Start of RECORDS SUPPLIED
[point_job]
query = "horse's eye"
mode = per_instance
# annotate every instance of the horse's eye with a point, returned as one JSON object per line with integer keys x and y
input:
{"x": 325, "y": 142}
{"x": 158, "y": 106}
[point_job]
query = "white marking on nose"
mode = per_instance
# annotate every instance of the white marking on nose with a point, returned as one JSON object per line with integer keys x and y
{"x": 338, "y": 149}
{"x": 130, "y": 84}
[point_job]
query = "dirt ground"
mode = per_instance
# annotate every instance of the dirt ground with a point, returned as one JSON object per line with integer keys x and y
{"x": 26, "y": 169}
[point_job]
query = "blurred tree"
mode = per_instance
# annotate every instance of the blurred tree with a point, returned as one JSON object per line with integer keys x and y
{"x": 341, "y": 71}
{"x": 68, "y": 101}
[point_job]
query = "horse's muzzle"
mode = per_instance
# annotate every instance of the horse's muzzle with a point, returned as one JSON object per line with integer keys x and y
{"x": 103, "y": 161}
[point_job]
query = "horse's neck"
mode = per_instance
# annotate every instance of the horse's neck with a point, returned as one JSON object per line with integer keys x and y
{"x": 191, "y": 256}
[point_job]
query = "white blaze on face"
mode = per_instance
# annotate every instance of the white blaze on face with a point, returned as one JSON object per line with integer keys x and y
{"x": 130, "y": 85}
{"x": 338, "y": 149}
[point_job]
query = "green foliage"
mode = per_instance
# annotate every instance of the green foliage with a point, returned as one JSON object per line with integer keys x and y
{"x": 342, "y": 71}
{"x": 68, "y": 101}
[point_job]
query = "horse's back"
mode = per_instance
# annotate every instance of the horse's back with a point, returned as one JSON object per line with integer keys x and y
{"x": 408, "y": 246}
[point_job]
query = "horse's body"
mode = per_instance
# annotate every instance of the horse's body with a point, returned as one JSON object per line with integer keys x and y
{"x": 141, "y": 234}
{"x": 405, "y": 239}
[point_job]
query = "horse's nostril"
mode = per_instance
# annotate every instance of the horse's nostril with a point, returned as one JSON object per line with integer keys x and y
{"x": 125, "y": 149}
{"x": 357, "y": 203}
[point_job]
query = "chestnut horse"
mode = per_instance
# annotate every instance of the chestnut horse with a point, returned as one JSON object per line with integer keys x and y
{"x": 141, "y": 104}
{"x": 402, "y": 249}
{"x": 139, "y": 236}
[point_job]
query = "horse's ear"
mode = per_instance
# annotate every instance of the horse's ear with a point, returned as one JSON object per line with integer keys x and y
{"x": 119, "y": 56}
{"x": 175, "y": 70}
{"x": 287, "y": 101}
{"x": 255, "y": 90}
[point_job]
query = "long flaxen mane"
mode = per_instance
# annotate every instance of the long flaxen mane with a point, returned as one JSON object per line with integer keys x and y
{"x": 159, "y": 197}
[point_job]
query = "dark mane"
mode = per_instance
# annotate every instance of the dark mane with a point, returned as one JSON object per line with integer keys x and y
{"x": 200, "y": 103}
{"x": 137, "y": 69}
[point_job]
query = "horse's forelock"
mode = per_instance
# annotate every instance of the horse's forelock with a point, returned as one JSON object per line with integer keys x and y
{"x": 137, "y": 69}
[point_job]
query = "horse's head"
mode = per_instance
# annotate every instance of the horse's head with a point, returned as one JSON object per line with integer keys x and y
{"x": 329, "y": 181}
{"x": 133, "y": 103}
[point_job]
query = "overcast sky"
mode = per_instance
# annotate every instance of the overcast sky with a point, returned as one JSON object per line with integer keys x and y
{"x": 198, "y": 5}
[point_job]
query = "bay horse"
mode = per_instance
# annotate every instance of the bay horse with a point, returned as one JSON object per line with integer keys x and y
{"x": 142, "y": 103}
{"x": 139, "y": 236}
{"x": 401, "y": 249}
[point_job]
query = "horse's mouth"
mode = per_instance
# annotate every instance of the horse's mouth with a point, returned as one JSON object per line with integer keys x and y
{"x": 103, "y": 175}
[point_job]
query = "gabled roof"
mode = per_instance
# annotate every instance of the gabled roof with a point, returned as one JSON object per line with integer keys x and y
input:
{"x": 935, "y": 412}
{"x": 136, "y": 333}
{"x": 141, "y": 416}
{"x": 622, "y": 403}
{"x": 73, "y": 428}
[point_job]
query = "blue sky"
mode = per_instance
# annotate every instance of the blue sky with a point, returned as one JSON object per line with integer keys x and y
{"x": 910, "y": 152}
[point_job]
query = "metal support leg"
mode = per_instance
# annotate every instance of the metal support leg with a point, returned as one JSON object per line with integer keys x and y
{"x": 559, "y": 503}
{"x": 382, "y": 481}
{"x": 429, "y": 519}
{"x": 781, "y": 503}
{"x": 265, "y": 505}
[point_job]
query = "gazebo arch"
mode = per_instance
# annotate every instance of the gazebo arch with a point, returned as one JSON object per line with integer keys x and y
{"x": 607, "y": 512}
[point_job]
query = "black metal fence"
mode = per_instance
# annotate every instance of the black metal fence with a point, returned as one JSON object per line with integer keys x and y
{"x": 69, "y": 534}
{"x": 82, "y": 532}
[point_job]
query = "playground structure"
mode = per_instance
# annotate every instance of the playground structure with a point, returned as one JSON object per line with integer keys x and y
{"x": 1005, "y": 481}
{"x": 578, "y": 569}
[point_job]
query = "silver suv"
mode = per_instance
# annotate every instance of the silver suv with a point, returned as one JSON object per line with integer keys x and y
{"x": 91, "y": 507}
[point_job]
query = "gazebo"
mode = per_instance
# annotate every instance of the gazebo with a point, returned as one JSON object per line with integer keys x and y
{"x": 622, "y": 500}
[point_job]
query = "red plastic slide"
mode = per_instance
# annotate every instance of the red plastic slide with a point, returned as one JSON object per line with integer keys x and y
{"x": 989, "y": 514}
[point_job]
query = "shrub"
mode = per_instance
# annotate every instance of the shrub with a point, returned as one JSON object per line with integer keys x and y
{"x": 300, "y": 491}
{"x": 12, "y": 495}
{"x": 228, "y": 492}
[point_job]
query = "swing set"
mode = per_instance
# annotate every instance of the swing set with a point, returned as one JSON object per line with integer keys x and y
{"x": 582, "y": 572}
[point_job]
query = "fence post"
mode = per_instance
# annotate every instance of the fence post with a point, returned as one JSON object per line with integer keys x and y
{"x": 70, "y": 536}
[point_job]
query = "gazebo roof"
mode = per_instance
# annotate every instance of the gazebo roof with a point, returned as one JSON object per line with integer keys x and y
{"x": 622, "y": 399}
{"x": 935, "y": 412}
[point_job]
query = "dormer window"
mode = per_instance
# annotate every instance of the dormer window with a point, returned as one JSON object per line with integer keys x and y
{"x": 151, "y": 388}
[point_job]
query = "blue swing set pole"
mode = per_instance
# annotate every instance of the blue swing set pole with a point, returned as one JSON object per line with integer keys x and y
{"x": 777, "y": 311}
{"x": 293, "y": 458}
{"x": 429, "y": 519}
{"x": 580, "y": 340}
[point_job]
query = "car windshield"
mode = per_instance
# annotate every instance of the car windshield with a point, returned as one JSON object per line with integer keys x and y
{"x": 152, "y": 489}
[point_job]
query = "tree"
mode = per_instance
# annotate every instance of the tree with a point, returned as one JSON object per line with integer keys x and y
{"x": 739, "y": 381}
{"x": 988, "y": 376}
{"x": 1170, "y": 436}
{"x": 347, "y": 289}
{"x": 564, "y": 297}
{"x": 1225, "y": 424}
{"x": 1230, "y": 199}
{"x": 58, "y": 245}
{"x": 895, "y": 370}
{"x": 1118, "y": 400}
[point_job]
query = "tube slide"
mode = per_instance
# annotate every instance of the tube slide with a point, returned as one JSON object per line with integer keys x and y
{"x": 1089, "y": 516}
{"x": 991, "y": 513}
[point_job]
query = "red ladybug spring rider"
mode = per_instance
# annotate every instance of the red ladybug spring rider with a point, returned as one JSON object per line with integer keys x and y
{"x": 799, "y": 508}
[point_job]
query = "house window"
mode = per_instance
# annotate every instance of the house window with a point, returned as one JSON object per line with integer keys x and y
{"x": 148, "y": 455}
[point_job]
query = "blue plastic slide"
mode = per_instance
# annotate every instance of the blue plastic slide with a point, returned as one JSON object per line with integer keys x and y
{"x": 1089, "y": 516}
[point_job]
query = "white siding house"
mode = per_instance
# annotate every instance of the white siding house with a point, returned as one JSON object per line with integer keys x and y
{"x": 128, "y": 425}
End of RECORDS SUPPLIED
■ EXERCISE GOAL ■
Your answer should consist of all lines above that include the string "gabled".

■ SOLUTION ■
query = "gabled roof"
# annotate every instance of the gabled roof with a point, returned as one JSON object per line with integer keys x and y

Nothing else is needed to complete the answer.